- THE TASK
Collect every line below that contains the string "cloud", and copy each of those lines in full.

— begin DATASET ROWS —

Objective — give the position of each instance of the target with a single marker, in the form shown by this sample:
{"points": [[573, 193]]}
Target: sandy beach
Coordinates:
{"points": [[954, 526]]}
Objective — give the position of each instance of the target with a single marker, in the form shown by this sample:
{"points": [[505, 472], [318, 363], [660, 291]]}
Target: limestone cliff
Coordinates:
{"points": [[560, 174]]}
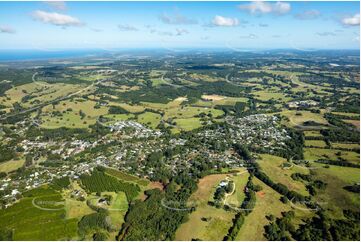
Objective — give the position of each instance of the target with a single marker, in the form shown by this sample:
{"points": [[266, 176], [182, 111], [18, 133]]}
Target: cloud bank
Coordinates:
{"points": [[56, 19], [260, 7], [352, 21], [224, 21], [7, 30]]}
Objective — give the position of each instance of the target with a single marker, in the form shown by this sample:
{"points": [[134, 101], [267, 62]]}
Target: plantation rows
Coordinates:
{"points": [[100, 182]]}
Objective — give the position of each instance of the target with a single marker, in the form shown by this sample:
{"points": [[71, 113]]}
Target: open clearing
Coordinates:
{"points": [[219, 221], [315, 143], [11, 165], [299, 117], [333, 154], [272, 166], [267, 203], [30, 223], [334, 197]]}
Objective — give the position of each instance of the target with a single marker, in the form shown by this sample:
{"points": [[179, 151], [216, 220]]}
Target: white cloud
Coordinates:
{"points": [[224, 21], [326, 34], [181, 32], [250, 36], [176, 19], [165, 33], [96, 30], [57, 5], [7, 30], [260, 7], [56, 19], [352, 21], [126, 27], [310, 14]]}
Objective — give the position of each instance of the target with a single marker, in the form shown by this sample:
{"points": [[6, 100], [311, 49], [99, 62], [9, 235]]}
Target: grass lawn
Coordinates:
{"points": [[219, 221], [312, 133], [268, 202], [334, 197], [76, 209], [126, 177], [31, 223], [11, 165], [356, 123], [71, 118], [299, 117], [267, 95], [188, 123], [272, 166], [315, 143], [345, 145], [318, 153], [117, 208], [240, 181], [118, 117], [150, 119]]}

— end DATASET ROWS —
— begin DATASET ROWS —

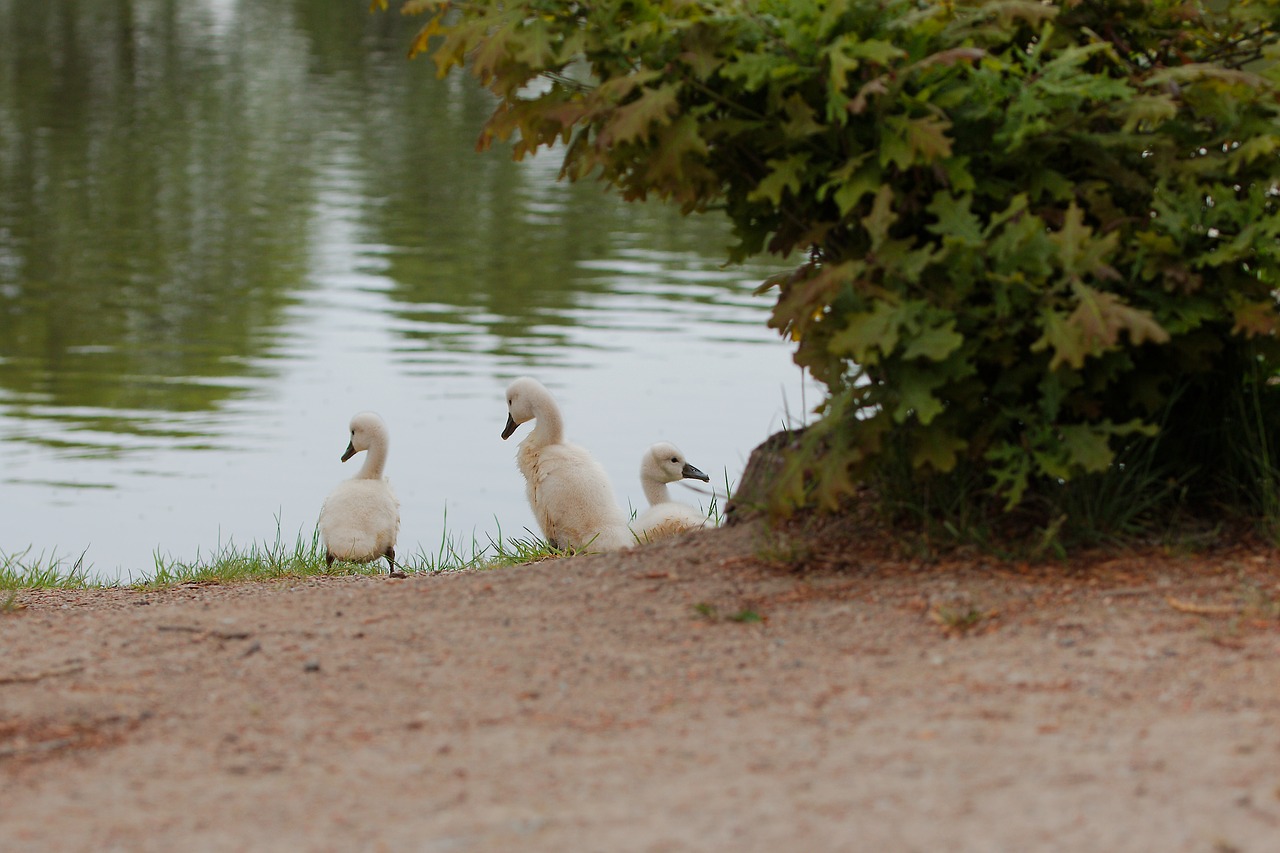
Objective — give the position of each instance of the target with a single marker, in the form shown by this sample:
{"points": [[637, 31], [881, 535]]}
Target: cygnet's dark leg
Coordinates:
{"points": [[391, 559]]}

— end DATASET ROWS —
— begin DATASET ROWS —

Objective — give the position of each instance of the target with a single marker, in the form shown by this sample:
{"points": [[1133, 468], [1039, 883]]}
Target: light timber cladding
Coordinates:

— end DATASET ROWS —

- REPLY
Target: cloud bank
Target: white cloud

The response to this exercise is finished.